══ DATA ══

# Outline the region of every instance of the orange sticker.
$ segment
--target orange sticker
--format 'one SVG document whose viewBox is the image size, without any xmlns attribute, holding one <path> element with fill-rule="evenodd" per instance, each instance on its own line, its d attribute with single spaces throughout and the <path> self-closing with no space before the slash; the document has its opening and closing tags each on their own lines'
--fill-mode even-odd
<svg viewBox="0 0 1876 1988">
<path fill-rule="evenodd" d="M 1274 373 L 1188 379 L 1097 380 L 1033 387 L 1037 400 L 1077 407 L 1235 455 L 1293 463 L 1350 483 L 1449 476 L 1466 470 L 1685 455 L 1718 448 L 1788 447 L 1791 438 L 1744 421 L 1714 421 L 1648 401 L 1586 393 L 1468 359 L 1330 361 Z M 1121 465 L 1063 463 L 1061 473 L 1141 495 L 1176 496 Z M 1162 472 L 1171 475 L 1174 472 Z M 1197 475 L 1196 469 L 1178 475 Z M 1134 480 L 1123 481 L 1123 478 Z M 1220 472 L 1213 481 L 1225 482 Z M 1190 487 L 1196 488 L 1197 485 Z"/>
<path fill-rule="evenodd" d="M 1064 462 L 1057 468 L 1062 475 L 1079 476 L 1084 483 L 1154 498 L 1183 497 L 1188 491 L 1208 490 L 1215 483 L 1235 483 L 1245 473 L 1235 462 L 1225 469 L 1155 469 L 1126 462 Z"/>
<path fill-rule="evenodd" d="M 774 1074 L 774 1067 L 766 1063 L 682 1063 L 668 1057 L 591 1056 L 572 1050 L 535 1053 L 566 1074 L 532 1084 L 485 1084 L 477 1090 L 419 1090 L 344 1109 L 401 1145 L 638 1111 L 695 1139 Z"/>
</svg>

═══

> **REQUIREMENT**
Each line of the data must come back exactly as written.

> **ANSWER BOX**
# Outline the region of every instance of the orange sticker.
$ segment
--target orange sticker
--format 'one SVG document whose viewBox is the image size, without any xmlns attribute, holding one <path> element with fill-rule="evenodd" per instance, each instance on its own line, its d attribute with single spaces throughout and the <path> self-closing with no space before the slash; the document has its opening and closing tags each on their own lines'
--fill-mode even-odd
<svg viewBox="0 0 1876 1988">
<path fill-rule="evenodd" d="M 1274 373 L 1188 379 L 1097 380 L 1033 387 L 1037 400 L 1077 407 L 1235 455 L 1293 463 L 1350 483 L 1449 476 L 1466 470 L 1685 455 L 1718 448 L 1788 447 L 1791 438 L 1744 421 L 1714 421 L 1648 401 L 1586 393 L 1468 359 L 1330 361 Z M 1121 465 L 1063 463 L 1061 473 L 1141 495 L 1176 496 Z M 1162 472 L 1171 475 L 1174 472 Z M 1197 475 L 1196 469 L 1178 475 Z M 1134 480 L 1123 481 L 1123 478 Z M 1220 472 L 1213 481 L 1225 482 Z M 1190 487 L 1196 488 L 1197 485 Z"/>
<path fill-rule="evenodd" d="M 1064 462 L 1057 468 L 1062 475 L 1079 476 L 1084 483 L 1154 498 L 1183 497 L 1188 491 L 1208 490 L 1215 483 L 1235 483 L 1245 473 L 1235 462 L 1225 469 L 1155 469 L 1126 462 Z"/>
<path fill-rule="evenodd" d="M 774 1074 L 774 1067 L 766 1063 L 682 1063 L 668 1057 L 591 1056 L 572 1050 L 535 1053 L 566 1074 L 532 1084 L 485 1084 L 477 1090 L 419 1090 L 344 1109 L 401 1145 L 638 1111 L 695 1139 Z"/>
</svg>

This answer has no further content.